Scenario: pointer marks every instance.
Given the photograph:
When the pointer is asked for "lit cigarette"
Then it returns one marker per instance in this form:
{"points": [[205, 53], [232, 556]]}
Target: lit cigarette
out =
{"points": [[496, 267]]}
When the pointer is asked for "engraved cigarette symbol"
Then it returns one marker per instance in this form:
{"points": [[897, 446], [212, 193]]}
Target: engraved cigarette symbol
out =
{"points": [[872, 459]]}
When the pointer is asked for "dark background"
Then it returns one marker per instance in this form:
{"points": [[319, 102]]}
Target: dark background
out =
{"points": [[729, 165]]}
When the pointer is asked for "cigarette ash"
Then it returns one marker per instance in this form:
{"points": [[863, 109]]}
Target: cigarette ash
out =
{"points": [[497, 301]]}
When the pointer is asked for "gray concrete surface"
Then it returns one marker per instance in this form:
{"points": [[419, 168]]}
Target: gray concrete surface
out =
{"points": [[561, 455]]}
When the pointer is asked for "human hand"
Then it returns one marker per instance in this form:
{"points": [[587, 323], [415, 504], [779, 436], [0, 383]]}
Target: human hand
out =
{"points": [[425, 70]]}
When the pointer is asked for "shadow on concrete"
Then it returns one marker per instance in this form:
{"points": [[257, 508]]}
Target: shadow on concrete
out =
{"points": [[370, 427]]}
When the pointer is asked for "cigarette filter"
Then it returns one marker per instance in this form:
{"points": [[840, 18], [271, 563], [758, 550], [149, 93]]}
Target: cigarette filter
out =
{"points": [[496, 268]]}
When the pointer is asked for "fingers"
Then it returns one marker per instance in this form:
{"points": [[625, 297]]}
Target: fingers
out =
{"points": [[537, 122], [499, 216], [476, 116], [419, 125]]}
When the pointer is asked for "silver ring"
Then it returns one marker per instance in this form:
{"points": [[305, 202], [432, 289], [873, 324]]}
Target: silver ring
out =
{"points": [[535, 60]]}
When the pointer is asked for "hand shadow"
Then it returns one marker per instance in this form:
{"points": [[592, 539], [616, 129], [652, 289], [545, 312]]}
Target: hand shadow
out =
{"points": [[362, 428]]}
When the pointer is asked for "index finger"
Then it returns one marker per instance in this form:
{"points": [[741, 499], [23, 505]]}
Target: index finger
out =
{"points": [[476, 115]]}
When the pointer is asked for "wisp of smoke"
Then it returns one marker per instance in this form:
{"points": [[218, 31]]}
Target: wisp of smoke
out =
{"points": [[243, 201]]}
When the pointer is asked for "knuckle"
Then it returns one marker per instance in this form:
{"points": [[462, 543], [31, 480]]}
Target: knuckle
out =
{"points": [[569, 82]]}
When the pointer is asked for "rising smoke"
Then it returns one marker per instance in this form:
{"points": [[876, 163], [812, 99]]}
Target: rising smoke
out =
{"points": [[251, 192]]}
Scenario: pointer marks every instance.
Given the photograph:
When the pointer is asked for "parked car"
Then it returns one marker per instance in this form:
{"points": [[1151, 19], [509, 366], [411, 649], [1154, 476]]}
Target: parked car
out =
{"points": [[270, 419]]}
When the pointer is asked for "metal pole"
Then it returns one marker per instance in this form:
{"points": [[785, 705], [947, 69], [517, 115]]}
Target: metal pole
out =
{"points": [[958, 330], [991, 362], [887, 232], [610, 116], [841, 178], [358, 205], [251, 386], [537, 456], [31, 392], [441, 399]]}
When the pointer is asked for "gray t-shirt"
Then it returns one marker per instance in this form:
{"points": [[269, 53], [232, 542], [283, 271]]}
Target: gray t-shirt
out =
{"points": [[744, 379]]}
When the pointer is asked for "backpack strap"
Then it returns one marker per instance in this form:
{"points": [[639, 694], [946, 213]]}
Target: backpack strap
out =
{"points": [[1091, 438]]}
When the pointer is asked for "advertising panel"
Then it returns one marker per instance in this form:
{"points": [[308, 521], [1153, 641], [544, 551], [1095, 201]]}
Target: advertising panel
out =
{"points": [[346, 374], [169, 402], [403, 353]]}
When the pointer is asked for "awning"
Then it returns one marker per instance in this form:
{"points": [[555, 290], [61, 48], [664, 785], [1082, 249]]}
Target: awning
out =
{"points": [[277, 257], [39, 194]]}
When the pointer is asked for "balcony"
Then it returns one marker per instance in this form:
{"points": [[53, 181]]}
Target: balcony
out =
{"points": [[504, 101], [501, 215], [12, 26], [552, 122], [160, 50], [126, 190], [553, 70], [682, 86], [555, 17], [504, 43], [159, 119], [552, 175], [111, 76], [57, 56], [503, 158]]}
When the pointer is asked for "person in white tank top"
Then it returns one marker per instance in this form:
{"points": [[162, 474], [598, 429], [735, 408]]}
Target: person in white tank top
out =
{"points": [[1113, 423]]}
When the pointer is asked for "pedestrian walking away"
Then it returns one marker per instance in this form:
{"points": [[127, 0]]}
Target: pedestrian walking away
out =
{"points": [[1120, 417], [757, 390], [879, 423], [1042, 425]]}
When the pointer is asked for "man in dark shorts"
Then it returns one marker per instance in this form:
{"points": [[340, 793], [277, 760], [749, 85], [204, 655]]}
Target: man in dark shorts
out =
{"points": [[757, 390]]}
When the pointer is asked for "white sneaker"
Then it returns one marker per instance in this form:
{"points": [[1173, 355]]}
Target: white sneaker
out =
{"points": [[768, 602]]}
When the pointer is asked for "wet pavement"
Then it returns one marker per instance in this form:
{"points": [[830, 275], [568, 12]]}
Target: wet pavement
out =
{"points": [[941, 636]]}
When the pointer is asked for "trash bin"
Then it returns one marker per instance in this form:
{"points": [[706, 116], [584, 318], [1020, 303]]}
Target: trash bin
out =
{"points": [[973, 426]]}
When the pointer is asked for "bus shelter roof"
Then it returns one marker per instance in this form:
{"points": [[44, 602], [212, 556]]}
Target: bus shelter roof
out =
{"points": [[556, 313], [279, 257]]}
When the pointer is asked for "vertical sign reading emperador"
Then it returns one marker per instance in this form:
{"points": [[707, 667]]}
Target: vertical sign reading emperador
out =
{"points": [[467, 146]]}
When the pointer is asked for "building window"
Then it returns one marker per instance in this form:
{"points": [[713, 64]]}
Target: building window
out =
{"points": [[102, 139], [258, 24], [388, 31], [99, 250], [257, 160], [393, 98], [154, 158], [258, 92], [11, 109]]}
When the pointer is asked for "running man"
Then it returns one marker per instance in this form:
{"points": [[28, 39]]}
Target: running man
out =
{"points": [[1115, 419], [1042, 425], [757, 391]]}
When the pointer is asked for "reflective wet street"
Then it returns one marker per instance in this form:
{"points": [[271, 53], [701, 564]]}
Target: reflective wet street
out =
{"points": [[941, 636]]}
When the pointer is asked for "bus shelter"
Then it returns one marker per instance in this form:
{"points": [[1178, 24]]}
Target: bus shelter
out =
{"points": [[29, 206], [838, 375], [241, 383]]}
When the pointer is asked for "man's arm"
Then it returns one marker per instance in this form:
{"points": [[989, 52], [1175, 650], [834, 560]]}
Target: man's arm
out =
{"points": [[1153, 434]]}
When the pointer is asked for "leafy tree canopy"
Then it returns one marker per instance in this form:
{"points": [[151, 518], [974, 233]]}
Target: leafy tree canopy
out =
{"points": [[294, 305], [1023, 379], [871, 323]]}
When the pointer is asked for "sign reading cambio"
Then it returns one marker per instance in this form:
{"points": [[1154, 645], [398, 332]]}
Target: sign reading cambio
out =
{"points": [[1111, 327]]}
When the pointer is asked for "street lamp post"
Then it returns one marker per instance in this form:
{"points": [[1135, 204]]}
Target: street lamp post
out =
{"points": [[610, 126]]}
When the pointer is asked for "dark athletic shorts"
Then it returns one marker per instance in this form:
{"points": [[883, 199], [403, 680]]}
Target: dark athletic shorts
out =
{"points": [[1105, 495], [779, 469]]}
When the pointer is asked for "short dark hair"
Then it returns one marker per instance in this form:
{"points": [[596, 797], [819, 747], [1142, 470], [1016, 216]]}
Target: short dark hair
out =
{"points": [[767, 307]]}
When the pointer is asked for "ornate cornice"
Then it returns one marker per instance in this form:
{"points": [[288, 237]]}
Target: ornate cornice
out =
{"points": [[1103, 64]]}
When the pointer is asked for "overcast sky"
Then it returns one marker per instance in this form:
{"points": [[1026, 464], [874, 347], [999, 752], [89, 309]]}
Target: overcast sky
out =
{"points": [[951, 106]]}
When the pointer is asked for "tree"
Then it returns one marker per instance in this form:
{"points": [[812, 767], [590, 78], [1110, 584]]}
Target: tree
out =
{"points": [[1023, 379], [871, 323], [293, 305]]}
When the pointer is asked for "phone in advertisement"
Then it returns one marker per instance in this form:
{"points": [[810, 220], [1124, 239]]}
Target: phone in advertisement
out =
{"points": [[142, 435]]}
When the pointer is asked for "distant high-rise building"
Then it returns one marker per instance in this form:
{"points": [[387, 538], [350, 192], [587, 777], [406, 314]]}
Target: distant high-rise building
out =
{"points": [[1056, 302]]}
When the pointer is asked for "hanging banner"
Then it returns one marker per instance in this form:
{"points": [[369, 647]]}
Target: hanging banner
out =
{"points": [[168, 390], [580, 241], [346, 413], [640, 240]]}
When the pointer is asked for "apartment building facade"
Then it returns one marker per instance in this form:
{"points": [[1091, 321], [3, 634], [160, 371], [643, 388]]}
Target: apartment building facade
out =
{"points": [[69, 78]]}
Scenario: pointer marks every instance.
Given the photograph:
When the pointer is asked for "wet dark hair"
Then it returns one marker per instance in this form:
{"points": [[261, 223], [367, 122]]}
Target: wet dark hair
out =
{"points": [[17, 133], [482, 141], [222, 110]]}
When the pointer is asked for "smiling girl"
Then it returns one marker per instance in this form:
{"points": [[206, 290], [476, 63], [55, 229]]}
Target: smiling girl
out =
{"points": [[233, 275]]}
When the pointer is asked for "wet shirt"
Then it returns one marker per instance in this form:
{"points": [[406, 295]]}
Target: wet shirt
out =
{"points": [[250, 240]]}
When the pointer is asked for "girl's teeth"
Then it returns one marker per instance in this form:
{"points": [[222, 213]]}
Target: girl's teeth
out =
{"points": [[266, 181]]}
* * * * *
What you have to do: Count how many lines of the records contain the string "shirt", matching case exactly, and reply with only that number.

Exercise solution: 4